§ ЧТО НУЖНО СДЕЛАТЬ:
1 > Определите, соответствуют ли фрагменту о философской поэзии утверждения (а), (б) и (в): (а) слова о том, «пред чем язык немеет», приписаны в тексте А.А. Фету; (б) философская поэзия воспевает природу как нечто неживое; (в) китайский мудрец стремился лишь унаследовать духовные принципы мироздания. На каждое утверждение ответьте «да» или «нет» и приведите дословно решающие слова текста.
2 > Продолжите фрагмент о философской поэзии, начав сразу после его последнего предложения.

§ ФРАГМЕНТ ДОКУМЕНТА:
━━━━

Я взгляд свой поднимаю на него, Оно все выше и неуловимей, Пытаюсь вглубь проникнуть, но оно Таит себя за лабиринтом линий.
Лунь юй VI, 27
Философской поэзии достаточно лишь «шепнуть о том, пред чем язык немеет» (А.А. Фет), чтобы приблизиться ко многим таинствам, она преподносит идею в переживании, через художественный образ:
Я так бы Поднебесной управлял, Как будто мироздание познал, Как будто круг времён изведал весь, Как будто Поднебесная вот здесь! В лукавом взгляде промелькнул огонь, И указал он на свою ладонь.
Лунь юй III, 11
Для философской поэзии нет мелкого, пустякового и никчемного, она воспевает природу как живое существо, как равное человеку творение:
Так бывает, пробивается росток, Но на нём не распускается цветок, А порой росток в цветеньи превосходен, Всеми красками цветёт он, но бесплоден.
Лунь юй IX, 22
Китайский мудрец стремился не только унаследовать духовные принципы мироздания: он изменял сообразно им повседневную жизнь Поднебесной.

━━━━

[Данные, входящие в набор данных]
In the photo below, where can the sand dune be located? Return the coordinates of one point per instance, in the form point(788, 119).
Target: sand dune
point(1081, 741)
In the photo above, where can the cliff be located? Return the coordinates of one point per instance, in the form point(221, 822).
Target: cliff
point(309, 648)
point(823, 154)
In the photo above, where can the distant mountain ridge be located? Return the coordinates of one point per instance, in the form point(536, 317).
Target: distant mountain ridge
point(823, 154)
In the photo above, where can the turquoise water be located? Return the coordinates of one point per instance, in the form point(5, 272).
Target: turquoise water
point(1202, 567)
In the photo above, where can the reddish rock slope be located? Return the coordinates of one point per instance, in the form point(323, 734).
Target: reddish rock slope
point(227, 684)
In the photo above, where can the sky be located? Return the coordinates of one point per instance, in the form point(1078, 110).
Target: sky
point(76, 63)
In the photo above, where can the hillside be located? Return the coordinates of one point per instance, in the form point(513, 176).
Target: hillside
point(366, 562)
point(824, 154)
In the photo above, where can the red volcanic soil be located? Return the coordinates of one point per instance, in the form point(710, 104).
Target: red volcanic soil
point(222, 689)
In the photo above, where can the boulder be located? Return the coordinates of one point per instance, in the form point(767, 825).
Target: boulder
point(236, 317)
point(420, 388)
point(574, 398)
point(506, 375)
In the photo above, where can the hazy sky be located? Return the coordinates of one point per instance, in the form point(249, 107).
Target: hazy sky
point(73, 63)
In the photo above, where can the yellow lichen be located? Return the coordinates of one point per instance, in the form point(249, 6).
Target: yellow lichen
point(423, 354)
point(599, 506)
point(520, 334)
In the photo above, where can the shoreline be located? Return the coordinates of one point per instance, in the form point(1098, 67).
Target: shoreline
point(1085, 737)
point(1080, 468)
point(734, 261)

━━━━

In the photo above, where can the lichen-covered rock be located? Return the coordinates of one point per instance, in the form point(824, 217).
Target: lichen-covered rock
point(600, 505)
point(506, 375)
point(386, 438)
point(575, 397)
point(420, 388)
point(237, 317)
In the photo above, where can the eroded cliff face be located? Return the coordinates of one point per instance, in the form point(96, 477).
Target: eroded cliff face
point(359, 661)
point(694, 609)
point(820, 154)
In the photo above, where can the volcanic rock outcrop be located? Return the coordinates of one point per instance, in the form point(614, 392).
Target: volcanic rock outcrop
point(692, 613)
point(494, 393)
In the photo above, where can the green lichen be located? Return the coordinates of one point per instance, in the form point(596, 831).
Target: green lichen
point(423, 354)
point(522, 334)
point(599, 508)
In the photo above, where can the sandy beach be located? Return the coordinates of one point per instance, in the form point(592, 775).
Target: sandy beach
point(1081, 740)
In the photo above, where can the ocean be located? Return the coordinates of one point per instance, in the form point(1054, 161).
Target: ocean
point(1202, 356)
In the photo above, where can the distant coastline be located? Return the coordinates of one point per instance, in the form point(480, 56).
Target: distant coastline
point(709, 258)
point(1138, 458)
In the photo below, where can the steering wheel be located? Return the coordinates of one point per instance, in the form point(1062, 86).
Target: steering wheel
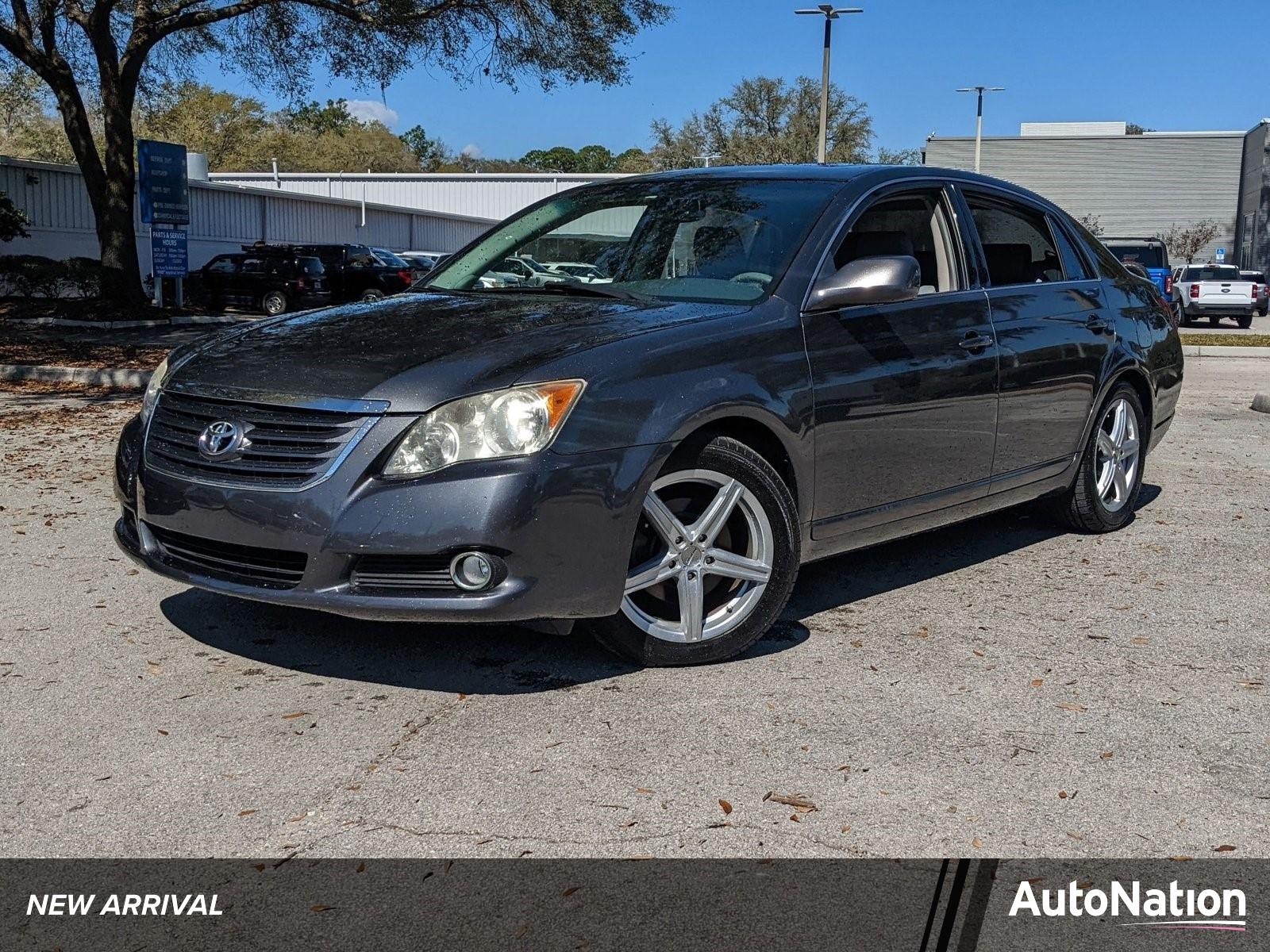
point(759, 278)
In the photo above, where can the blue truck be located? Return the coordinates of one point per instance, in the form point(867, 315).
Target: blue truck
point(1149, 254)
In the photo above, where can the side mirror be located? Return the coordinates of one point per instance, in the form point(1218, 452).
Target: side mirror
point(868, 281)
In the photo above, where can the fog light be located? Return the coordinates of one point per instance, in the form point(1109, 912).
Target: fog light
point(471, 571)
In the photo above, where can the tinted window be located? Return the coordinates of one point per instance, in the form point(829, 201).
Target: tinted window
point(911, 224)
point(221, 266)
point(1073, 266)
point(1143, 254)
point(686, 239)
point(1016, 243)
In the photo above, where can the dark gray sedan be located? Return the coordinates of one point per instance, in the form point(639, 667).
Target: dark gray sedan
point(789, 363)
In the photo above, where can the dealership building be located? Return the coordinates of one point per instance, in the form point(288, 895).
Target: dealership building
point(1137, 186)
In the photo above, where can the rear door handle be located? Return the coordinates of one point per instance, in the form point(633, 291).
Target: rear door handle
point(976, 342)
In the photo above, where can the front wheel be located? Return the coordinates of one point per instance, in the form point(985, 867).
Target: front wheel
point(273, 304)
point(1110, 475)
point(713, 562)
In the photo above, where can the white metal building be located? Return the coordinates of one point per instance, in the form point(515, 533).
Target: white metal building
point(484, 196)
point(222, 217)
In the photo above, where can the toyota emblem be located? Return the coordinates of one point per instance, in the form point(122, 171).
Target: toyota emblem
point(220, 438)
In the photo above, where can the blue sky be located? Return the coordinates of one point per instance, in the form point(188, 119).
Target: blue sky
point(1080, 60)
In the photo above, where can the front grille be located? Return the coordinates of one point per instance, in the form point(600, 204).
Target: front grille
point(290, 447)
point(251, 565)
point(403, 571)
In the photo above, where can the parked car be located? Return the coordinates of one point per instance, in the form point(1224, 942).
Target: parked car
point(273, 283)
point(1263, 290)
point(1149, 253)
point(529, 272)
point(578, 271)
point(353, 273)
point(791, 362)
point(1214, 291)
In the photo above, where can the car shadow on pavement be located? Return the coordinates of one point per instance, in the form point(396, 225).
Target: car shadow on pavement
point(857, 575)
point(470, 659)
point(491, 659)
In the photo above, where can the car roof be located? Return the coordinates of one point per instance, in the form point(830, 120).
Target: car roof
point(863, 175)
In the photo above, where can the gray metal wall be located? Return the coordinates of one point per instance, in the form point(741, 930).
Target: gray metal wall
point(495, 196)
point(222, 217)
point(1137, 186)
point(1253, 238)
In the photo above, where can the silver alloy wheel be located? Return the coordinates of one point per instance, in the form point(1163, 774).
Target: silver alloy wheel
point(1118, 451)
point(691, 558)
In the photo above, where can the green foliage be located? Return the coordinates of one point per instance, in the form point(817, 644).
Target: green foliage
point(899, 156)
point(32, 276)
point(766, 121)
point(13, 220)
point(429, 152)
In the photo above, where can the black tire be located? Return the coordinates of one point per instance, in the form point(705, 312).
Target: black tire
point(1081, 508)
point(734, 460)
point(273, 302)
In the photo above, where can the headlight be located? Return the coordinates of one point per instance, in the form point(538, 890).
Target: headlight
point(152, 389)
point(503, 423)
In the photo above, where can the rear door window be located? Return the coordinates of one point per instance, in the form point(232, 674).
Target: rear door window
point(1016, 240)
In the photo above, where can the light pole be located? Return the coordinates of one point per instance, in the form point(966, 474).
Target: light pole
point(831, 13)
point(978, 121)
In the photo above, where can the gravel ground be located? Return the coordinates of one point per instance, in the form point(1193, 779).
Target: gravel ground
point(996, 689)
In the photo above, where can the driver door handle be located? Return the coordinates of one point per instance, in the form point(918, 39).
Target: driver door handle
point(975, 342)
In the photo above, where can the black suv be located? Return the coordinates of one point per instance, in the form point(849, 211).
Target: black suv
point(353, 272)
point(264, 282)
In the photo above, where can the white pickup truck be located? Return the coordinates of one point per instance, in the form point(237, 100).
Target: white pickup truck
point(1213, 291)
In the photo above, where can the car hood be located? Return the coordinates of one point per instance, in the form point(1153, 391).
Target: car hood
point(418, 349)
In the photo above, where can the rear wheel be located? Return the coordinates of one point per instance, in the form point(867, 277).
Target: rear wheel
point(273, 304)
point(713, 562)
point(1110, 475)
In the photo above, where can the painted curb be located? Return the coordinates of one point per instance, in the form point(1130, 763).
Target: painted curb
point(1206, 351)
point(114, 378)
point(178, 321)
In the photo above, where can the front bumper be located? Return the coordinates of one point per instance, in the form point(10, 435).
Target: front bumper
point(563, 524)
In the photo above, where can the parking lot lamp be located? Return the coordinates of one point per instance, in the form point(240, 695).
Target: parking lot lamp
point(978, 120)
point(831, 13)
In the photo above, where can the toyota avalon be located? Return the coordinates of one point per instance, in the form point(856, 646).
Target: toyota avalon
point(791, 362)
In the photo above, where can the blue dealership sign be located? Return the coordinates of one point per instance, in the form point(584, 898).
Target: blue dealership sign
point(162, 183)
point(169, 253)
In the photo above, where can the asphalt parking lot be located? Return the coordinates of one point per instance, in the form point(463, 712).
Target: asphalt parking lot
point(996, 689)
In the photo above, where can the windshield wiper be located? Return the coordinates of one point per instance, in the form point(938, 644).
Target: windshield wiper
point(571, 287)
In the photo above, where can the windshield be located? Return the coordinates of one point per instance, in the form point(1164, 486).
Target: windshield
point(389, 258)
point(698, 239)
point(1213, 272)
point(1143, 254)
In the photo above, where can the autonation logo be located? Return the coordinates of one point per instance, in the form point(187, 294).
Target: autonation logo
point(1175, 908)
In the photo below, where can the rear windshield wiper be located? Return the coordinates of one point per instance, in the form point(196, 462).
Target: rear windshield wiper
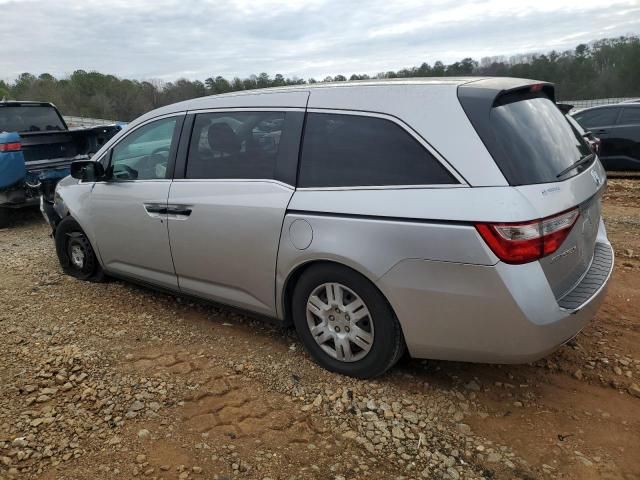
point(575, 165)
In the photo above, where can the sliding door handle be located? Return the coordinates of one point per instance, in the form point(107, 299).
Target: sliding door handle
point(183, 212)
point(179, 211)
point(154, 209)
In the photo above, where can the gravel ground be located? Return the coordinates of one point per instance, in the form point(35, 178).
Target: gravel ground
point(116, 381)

━━━━

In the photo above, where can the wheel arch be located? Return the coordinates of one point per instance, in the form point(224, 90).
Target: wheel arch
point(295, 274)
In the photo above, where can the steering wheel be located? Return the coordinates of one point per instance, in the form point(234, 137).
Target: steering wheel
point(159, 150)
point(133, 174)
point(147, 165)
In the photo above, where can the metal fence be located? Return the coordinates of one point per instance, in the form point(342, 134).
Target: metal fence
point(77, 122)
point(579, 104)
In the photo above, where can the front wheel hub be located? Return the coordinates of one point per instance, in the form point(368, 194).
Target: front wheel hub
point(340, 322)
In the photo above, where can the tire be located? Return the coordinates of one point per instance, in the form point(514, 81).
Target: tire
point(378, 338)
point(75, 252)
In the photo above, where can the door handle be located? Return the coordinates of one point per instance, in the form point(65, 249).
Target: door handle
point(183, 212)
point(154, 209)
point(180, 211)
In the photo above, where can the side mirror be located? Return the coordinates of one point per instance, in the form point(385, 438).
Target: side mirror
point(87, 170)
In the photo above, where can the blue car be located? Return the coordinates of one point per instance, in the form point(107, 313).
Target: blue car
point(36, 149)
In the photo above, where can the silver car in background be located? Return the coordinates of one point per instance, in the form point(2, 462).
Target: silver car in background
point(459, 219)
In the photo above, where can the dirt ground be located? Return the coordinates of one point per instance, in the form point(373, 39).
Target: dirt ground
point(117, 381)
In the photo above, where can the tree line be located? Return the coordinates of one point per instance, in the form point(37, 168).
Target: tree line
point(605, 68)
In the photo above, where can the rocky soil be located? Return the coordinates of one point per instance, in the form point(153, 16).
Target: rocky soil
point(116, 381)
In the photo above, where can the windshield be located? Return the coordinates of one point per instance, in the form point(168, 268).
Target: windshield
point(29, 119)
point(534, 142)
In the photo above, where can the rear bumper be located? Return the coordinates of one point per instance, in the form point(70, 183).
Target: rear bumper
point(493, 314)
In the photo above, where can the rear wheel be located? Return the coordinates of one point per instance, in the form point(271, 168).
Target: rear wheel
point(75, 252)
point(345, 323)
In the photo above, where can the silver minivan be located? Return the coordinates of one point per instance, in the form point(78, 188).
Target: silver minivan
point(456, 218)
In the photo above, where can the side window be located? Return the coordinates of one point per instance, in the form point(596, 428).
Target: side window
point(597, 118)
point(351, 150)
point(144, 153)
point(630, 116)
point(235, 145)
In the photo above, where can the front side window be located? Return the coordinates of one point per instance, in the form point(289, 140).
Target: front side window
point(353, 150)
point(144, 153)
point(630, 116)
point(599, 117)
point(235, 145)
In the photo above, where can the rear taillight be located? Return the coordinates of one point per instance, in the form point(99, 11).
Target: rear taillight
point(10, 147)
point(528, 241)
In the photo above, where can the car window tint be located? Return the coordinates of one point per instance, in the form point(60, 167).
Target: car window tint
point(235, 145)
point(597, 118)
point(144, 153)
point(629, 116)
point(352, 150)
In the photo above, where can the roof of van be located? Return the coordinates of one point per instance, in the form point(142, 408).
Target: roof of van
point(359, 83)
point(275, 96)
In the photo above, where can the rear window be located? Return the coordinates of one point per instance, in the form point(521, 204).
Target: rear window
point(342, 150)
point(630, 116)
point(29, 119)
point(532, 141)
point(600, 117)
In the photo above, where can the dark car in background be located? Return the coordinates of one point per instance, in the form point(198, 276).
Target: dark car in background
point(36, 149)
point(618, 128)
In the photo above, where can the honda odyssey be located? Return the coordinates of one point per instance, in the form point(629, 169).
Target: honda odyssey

━━━━

§ ОТВЕТЫ К ЗАДАНИЯМ:
1 >
(а) Да: «шепнуть о том, пред чем язык немеет» (А.А. Фет).
(б) Нет: «она воспевает природу как живое существо, как равное человеку творение».
(в) Нет: «стремился не только унаследовать духовные принципы мироздания: он изменял сообразно им повседневную жизнь Поднебесной».

2 >
Вот почему в трактате «Чжун юн» философия и поэзия, сообща решая просветительскую задачу нравственного самосовершенствования человека, выдвигают в качестве его идеала благородного мужа (цзюнь-цзы), который центрирует природное и человеческое окружение.
Поэтический перевод «Чжун юна» на русский язык сохраняет архе-типическую сущность трактата, высветляя понимание таких важных нравственных категорий, как долг, искренность, человеколюбие, добродетель и доверие. Приведенные в данной статье чжаны взяты из полного поэтического перевода «Чжун юна», изданного отдельной книгой2.
Чжан I
Судьба небесная природу даровала, Природе следовать — зовётся это Дао, В нём совершенствовать себя, расти — ученье, Нельзя покинуть Дао даже на мгновенье, А то, с чем можно распрощаться хоть на миг, Совсем не Дао и иной имеет лик.
Вот почему страшится цзюньцзы бездны — там Мгла беспросветная с бездоньем пополам. Вот почему все страхи в нём обострены, Когда стоит он над безмолвьем тишины.
Незримо в тайном ничего, и неизменно Беззвучья тишь царит в тончайше-сокровенном. Вот почему трепещет цзюньцзы всей душою, Когда один он на один с самим собою.
Когда веселье с гневом в связке неразрывной С печалью, радостью — зовут их серединой. Когда ритмично с серединой расстаются — В таком ладу они гармонией зовутся.
2 См.: «Чжун юн» («Следование середине») / поэтический перевод В.П. Абра-менко. М.: ИДВ РАН, 2017.
Средина есть Великий корень Поднебесной, И у гармонии есть свой узор словесный — Всепроникающее Дао Поднебесной!
Итак... средина и гармония явились, Земля и Небо тут же самовоплотились И, животворное дыхание даря, Вещам врата разверзли в лоно бытия.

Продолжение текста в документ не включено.